====== DATA SUPPLIED ======

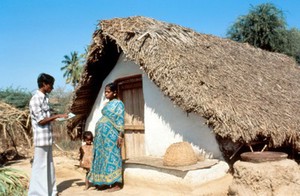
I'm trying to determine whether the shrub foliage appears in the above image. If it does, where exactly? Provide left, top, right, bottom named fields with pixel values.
left=227, top=3, right=300, bottom=64
left=0, top=87, right=31, bottom=110
left=0, top=167, right=28, bottom=195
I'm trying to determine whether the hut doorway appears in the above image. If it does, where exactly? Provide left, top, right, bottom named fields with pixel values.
left=116, top=75, right=145, bottom=159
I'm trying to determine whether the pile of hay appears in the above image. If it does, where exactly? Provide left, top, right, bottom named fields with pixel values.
left=0, top=101, right=31, bottom=152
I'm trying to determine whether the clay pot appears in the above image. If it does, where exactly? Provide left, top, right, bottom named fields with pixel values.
left=241, top=151, right=288, bottom=163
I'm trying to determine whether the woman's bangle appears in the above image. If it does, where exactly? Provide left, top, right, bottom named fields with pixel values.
left=118, top=135, right=123, bottom=139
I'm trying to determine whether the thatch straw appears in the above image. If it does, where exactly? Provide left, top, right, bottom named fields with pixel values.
left=0, top=101, right=31, bottom=148
left=68, top=16, right=300, bottom=150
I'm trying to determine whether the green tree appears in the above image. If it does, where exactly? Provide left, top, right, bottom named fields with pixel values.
left=61, top=51, right=83, bottom=88
left=80, top=46, right=89, bottom=61
left=285, top=28, right=300, bottom=63
left=0, top=87, right=31, bottom=109
left=227, top=3, right=287, bottom=52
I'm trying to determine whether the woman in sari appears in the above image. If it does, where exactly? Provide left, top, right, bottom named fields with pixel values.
left=87, top=82, right=125, bottom=192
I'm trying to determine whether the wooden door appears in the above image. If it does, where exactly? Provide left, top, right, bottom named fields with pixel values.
left=116, top=75, right=145, bottom=159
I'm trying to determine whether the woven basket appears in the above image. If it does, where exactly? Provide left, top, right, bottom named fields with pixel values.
left=163, top=142, right=198, bottom=167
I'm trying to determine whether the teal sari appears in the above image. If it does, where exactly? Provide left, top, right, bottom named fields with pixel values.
left=87, top=99, right=125, bottom=186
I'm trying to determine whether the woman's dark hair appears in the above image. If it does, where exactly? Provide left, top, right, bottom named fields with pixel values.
left=105, top=82, right=118, bottom=93
left=82, top=131, right=93, bottom=141
left=37, top=73, right=55, bottom=88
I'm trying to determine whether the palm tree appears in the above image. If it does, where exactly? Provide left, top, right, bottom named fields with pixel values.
left=61, top=51, right=83, bottom=88
left=80, top=46, right=89, bottom=60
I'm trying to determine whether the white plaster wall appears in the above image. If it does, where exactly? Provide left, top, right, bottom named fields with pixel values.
left=143, top=78, right=222, bottom=159
left=85, top=52, right=222, bottom=159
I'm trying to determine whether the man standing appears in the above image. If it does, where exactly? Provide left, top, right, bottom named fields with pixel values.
left=28, top=73, right=68, bottom=196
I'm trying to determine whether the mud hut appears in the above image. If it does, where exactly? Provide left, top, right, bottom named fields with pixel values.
left=67, top=16, right=300, bottom=162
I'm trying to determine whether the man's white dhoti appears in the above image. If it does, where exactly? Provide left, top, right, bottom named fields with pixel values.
left=28, top=146, right=57, bottom=196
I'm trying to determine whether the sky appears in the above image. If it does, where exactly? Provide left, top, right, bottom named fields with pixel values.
left=1, top=0, right=299, bottom=93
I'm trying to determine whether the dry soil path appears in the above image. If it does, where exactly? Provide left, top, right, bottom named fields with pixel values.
left=9, top=155, right=232, bottom=195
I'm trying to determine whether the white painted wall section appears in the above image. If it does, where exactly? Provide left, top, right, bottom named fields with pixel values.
left=143, top=77, right=222, bottom=159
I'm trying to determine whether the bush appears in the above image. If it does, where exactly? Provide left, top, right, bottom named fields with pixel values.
left=0, top=167, right=28, bottom=195
left=0, top=87, right=31, bottom=110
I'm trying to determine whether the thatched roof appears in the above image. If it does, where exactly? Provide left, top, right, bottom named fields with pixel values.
left=68, top=16, right=300, bottom=149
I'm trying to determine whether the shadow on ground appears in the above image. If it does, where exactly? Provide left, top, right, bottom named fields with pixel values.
left=57, top=179, right=81, bottom=192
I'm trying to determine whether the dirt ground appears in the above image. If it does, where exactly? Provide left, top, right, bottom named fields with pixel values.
left=8, top=151, right=233, bottom=196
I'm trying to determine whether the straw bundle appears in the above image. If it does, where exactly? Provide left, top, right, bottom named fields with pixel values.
left=163, top=142, right=197, bottom=167
left=0, top=101, right=31, bottom=149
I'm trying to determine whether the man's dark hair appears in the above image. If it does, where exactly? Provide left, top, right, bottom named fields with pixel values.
left=37, top=73, right=55, bottom=88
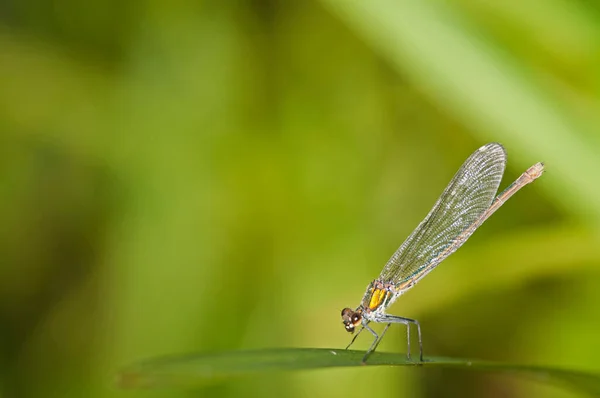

======

[TRY IT]
Repeat each entry above exactly, passing over any images.

[TASK SOLUTION]
I'm trying to determine whether the shrub foliage appears in the above image. If it does, where exactly? Provide left, top, right, bottom named fields with pixel values.
left=227, top=3, right=300, bottom=64
left=0, top=87, right=31, bottom=110
left=0, top=167, right=28, bottom=195
I'm trying to determine whether the hut doorway appears in the above image. If it does, where exactly? Provide left, top, right, bottom named fields with pixel values.
left=116, top=75, right=145, bottom=159
I'm trying to determine whether the pile of hay appears in the above image. If it does, where exactly? Provide left, top, right, bottom named fields with pixel values.
left=0, top=101, right=31, bottom=152
I'm trying to determine whether the clay pot appears in the above image. If it does, where exactly? Provide left, top, right, bottom named fields with pixel values.
left=241, top=151, right=288, bottom=163
I'm trying to determine whether the woman's bangle appears in the above image. If it does, where exactly? Provide left, top, right, bottom named fields with pixel values.
left=118, top=135, right=123, bottom=139
I'm trying to determine whether the thatch straw appears in the above image. If it does, where exactly? Provide left, top, right, bottom named fields with pixel values.
left=0, top=101, right=31, bottom=148
left=68, top=16, right=300, bottom=150
I'm trying to determine whether the green tree appears in the above image. If it does, where exactly? Provide left, top, right, bottom named fields with pixel values.
left=61, top=51, right=83, bottom=88
left=80, top=46, right=89, bottom=61
left=285, top=28, right=300, bottom=63
left=0, top=87, right=31, bottom=109
left=227, top=3, right=287, bottom=52
I'm trying to determine whether the woman in sari appears in the above image. If it does, where exactly? Provide left, top, right, bottom named fields with pixel values.
left=87, top=82, right=125, bottom=192
I'm trying to determine whether the wooden door appears in the above image. If it does, where exactly? Provide left, top, right, bottom named fields with pixel values.
left=116, top=75, right=145, bottom=159
I'm trying to determine whether the woven basket appears in the above image. If it does, where exactly? Provide left, top, right, bottom named fields with pixel values.
left=163, top=142, right=198, bottom=167
I'm trying to determine whether the teal sari appears in the above image. If it does, where exactly? Provide left, top, right, bottom named fields with pixel values.
left=87, top=99, right=125, bottom=186
I'm trying to determine whether the woman's dark hair appears in the above image. If it does, where exactly? Provide left, top, right, bottom named fields with pixel values.
left=105, top=82, right=118, bottom=93
left=82, top=131, right=93, bottom=141
left=37, top=73, right=55, bottom=88
I'm trying to determine whether the palm tree appears in the above image. If it does, where exactly? Provide left, top, right, bottom named fields with pixel values.
left=61, top=51, right=83, bottom=88
left=80, top=46, right=89, bottom=60
I'm trying to determine whether the white plaster wall appears in the above image. If it does, where exactly? Provide left, top, right, bottom named fields with pixel values.
left=143, top=78, right=222, bottom=159
left=85, top=52, right=222, bottom=159
I'm trying to determine whether the man standing appears in the above image. If it does, where exactly? Provide left, top, right, bottom named fields with pixel values.
left=28, top=73, right=68, bottom=196
I'm trying to determine whether the mud hut appears in the above image. If it does, where exactly? Provide left, top, right, bottom named fields with pixel values.
left=67, top=16, right=300, bottom=162
I'm trying to determine whether the man's white dhoti appears in the above image. If it does, where exactly? Provide left, top, right, bottom named fields with pixel values.
left=28, top=146, right=57, bottom=196
I'm trying to determine whether the sky appears in the above image. If it does, where exactly? Provide left, top, right, bottom named fields with pixel values.
left=1, top=0, right=299, bottom=93
I'm trying to determine whether the dry soil path appears in the above image. If it does, where exactly? Provide left, top, right, bottom named fields with pixel values.
left=9, top=155, right=232, bottom=195
I'm trying to determine whether the white painted wall section appears in the above image. If it does, where exactly? Provide left, top, right, bottom named fields with pixel values.
left=143, top=77, right=222, bottom=159
I'm trying to determine whether the bush appears in the above image. If it does, where exactly? Provide left, top, right, bottom named fields with pixel values.
left=0, top=167, right=28, bottom=195
left=0, top=87, right=31, bottom=110
I'm trying to determine whether the thatched roof appears in the above image. If it does, where exactly? Provide left, top, right, bottom named fields with pixel values.
left=68, top=16, right=300, bottom=149
I'm trying to determine whether the shadow on ground appears in the above image. If it does, where exactly? Provide left, top, right, bottom named fields with pixel values.
left=57, top=179, right=81, bottom=192
I'm trying to determine whether the dirt ground appears in the above image. If it does, where exactly? Provide left, top, right, bottom named fields with pixel values.
left=8, top=151, right=233, bottom=196
I'm trying to determine whether the straw bundle appears in the above image. If it does, where exactly? Provide left, top, right, bottom named fields with pixel values.
left=163, top=142, right=197, bottom=167
left=0, top=101, right=31, bottom=149
I'm trying to determine whether the man's dark hair appears in the above image. If it does, where exactly? Provide left, top, right, bottom named fields with pixel values.
left=37, top=73, right=55, bottom=88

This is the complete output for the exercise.